### GIVEN EXERCISE
Return the lines of the records below word for word, starting at the line containing "Where can the gray" and ending at the line containing "<point>11,333</point>". Include both of those lines and nothing else.

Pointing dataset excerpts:
┄┄┄┄┄┄┄┄┄┄┄┄┄┄┄┄┄┄┄┄

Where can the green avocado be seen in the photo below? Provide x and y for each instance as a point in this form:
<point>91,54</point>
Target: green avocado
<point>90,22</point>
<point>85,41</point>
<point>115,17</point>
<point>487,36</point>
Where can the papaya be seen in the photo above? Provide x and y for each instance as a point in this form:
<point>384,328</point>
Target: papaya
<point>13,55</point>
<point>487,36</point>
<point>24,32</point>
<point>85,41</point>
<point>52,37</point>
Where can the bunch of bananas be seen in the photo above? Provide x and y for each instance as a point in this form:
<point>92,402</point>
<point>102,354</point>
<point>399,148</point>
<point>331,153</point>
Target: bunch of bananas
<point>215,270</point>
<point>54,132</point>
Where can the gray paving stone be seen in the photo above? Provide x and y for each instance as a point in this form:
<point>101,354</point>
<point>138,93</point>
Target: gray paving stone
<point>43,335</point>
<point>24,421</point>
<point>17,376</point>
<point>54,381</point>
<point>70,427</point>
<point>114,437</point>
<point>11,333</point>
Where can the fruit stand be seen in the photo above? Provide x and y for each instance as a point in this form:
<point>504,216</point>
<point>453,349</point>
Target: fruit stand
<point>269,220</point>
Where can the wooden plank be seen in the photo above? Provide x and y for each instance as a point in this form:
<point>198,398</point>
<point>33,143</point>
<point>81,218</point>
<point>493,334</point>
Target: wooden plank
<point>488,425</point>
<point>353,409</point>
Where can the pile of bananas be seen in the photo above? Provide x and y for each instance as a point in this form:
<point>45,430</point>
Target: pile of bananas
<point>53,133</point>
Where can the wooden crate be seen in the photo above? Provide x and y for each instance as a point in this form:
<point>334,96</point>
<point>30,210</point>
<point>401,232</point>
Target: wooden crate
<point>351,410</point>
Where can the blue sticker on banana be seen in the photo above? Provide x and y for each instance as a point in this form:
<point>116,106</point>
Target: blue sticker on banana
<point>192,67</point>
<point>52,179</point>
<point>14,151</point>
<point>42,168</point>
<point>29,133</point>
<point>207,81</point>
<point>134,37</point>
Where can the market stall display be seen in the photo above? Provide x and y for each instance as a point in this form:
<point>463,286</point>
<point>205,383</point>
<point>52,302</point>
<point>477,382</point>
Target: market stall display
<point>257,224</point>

┄┄┄┄┄┄┄┄┄┄┄┄┄┄┄┄┄┄┄┄

### PROBLEM SOLUTION
Where can the gray paving stone be seen in the photo above? Provide x and y for each instance as a point in this form:
<point>101,354</point>
<point>138,93</point>
Target: gray paving stone
<point>43,335</point>
<point>24,421</point>
<point>17,376</point>
<point>54,381</point>
<point>70,427</point>
<point>114,437</point>
<point>11,333</point>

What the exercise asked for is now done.